#### AUFGABEN
1 – Nenne alle Unternehmen, die der Text über die Immobilienmesse Expo Real namentlich als Teilnehmer am Stand von Bremen und Bremerhaven aufführt.
2 – Setze den Text über die Immobilienmesse Expo Real im Anschluss an seinen letzten Satz fort.

#### VORGEGEBENER TEXT
Was geht? Geht noch was? Eher nicht, lautet die Antwort der Projektentwickler. Das, was bereits angefangen wurde, wird zu Ende gebracht – in Bremen zum Beispiel das Tabakquartier in Woltmershausen, die Überseeinsel im alten Hafen und das Gewerbeprojekt „Spurwerk“ auf dem Gelände des ehemaligen Neustadtgüterbahnhofs. Aber sonst? Pustekuchen. Die Immobilienwirtschaft ist in Deutschland ziemlich am Boden, wie sich seit Dienstag auf der Expo Real in München zeigt. Das Land Bremen ist dort mit einem Stand vertreten. Kurt Zech übrigens auch, einmal um die Ecke in derselben Halle, deutlich größer und auf eigene Rechnung.
Die Expo Real ist eine der größten Fachmessen für Immobilien und Investitionen in Europa. Das erste Mal nach zwei Jahren wird sie ohne Corona-Auflagen in alter Form veranstaltet. Bremen und Bremerhaven präsentieren sich unter Federführung der Wirtschaftsförderung Bremen (WFB) mit 26 Unternehmen, darunter Justus Grosse, Peper & Söhne, Robert C. Spies, die Sparkasse Bremen und die beiden Wohnungsgesellschaften Gewoba und Brebau. Die Stimmung an dem sehr belebten Stand: viel Realismus, wenig Optimismus.
„Dass so viele Besucher kommen, beweist die Bereitschaft, sich weiterhin mit den Themen Immobilien und Stadtentwicklung zu beschäftigen“, sagt WFB-Chef Andreas Heyer. Mehr aber auch nicht, fügt er an: „Es wird sondiert, die Leute wollen wissen, wie es weitergeht.“ Vorbei die Zeiten, als bei der Expo Real „imaginäre Geldscheine durch die Luft flatterten“, wie sich jemand am Bremen-Stand erinnerte. „Man kann den Markt nicht schönreden“, erklärt Dirk Kühling, Abteilungsleiter im Bremer Wirtschaftsressort. Neue Projekte, in Bremen und anderswo, schafften es momentan oft nur bis zur Planungsreife.
Sparkassen-Vorstand Thomas Fürst drückt es drastischer aus: „Der Immobilienmarkt ist zusammengebrochen.“ 60 Prozent der Vorhaben seien auf Stopp gestellt. Das betreffe große wie kleine Investitionen. Wegen der gestiegenen Zinsen und Baukosten könnten sich private Haushalte im mittleren Einkommensbereich kaum noch leisten, eine Wohnung oder ein Haus zu kaufen.
Während es in den vergangenen Jahren zwei oder drei Wochen gedauert habe, eine Immobilie zu vermarkten, gingen dafür heute zwei oder drei Monate ins Land. Ein Ende der Krise sei vorerst nicht in Sicht, so Fürst. Im Gegenteil: „Das ist wie beim Tsunami – das Wasser ist weg und kommt mit Macht zurück.“ Den Höhepunkt der drohenden Welle sieht der Banker im kommenden Jahr.

#### DATENAUSZUG
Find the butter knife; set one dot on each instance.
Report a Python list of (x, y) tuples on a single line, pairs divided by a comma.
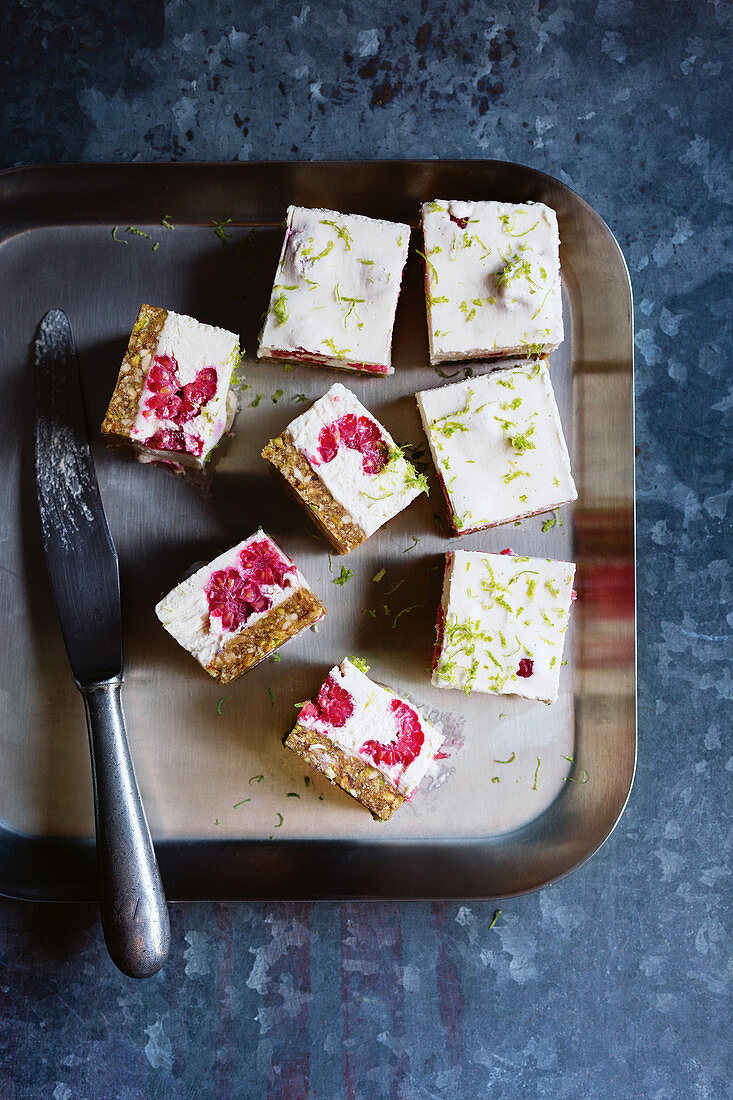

#### LÖSUNGEN
1 – Justus Grosse, Peper & Söhne, Robert C. Spies, Sparkasse Bremen, Gewoba, Brebau

2 –
Klima hat sich verschlechtert
Auf Grundlage einer Erhebung der Deutschen Hypo, die das Immobiliengeschäft der Nord/LB mit Sitz in Hannover betreibt, hat sich das Klima unter den 1200 befragten Immobilienexperten nach einem leichten Aufflackern im August im darauffolgenden Monat wieder deutlich verschlechtert. Das Unternehmen spricht in seinem Marktbericht für September von einem „herben Rückschlag“. Während sich der Bereich Logistik einigermaßen robust zeige, gebe es auf dem Hotelmarkt und dem Büromarkt „teils erheblich negative Stimmungstendenzen“. Die Einbrüche liegen demnach im zweistelligen Bereich.
Bremen will sich von dieser Entwicklung nicht Bange machen lassen und verweist auf Unternehmen im Land, die gut gerüstet seien: „Ja, es sind stürmische Zeiten“, räumt Senatsbaudirektorin Iris Reuther ein, „Grosse, Peper, Spies und die anderen stehen aber solide da und machen ihr Geschäft. Die rocken das.“
Auszeichnung für "Spurwerk"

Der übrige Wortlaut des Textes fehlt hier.